Problem requirements:
Extract every line of the records that contains the word "flower".

# start of Exercise data

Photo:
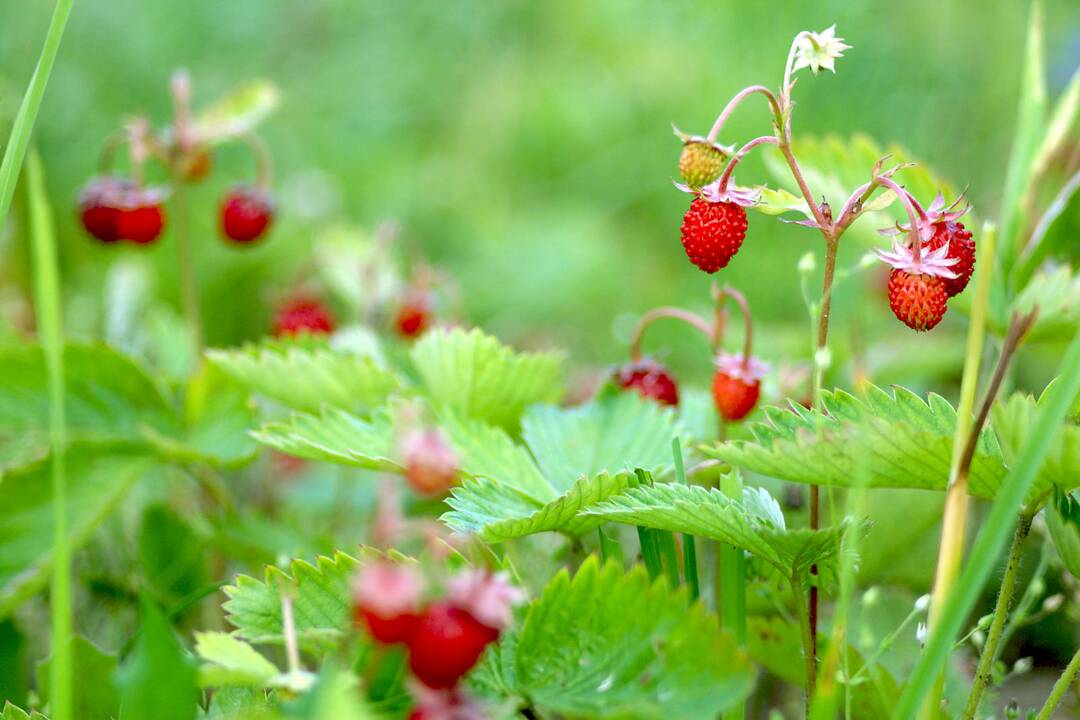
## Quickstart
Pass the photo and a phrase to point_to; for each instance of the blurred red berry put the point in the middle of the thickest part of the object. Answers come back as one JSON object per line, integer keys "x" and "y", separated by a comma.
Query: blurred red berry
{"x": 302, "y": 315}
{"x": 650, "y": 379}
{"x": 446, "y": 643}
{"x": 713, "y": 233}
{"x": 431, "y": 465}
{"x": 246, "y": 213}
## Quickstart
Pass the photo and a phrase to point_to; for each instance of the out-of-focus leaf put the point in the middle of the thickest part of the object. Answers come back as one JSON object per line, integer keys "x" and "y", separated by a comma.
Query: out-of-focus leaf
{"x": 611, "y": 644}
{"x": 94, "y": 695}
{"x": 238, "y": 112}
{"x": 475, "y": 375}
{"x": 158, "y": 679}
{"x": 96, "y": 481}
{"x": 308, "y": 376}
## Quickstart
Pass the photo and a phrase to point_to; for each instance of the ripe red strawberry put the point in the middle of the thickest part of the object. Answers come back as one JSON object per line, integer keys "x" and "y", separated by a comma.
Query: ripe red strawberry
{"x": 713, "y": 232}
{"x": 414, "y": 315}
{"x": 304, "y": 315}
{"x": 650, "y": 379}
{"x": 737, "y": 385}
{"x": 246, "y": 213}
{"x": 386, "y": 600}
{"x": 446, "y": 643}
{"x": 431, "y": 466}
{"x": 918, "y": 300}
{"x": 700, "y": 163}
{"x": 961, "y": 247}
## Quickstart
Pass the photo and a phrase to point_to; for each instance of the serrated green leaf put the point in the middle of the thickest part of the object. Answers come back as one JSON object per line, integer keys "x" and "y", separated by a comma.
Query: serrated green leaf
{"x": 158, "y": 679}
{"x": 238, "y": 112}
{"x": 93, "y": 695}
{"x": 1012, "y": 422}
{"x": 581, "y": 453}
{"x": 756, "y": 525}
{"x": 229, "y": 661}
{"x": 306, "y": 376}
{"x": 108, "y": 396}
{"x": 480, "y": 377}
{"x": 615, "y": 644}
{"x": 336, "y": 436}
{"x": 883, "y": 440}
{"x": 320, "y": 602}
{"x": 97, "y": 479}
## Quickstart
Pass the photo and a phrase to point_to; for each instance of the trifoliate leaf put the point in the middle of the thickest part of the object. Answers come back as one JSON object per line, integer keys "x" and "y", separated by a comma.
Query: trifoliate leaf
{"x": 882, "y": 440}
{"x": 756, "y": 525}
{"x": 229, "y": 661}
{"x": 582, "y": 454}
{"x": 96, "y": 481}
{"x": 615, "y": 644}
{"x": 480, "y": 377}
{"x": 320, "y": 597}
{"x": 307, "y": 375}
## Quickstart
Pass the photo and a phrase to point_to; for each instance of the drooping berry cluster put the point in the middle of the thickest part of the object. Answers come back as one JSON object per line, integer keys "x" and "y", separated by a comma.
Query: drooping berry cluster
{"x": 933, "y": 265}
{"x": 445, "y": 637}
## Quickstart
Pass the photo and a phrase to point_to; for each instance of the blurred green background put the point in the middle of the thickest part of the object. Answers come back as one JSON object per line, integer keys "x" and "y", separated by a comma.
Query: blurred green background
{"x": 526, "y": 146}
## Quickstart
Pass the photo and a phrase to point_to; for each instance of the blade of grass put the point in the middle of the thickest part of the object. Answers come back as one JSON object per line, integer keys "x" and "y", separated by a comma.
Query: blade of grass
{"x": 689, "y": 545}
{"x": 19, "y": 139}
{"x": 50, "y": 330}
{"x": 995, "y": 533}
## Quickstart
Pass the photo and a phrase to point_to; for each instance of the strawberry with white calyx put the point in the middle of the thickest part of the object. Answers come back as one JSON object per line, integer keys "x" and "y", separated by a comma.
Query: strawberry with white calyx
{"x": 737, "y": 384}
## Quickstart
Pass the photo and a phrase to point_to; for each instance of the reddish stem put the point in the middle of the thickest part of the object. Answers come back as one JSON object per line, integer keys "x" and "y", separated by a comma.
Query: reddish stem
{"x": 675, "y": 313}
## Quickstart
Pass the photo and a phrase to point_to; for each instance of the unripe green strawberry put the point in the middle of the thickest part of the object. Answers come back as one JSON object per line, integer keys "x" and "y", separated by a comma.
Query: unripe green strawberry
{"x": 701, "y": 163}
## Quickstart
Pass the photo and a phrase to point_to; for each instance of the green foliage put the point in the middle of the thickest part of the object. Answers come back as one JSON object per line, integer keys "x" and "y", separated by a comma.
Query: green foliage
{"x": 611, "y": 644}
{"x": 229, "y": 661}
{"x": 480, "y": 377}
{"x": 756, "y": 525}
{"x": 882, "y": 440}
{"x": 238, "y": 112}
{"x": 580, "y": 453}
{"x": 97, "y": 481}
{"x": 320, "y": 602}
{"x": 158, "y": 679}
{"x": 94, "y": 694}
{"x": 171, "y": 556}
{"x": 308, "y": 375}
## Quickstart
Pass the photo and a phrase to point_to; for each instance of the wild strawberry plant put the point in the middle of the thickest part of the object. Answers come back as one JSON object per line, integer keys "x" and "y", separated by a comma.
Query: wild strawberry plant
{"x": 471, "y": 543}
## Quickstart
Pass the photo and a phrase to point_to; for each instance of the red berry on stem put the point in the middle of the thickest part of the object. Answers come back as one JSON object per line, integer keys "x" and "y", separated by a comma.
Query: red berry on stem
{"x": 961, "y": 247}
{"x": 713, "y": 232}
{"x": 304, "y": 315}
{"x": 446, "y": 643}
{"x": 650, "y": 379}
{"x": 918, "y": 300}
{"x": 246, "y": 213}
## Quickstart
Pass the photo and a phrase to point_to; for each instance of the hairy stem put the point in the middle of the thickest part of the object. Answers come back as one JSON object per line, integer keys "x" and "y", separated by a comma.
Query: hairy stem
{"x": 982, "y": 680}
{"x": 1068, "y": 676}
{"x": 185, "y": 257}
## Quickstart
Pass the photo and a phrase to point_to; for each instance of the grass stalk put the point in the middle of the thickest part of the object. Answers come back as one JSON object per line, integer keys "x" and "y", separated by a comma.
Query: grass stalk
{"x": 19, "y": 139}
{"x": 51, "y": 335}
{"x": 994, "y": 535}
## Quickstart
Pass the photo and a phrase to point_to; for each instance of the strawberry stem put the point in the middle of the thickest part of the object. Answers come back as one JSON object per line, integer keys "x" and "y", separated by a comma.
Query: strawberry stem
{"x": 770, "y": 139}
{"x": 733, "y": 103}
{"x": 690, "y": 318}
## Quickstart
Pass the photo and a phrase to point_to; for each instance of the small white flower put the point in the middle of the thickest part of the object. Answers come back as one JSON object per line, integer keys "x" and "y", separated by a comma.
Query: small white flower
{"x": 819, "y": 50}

# end of Exercise data

Output of the exercise:
Pass the photo and a phrase to point_to; for each instance of the small white flower put the point in the middle of the thickest part of the object. Answers come back as one JSON object per line, integer keys "x" and "y", separated by a comma.
Query: small white flower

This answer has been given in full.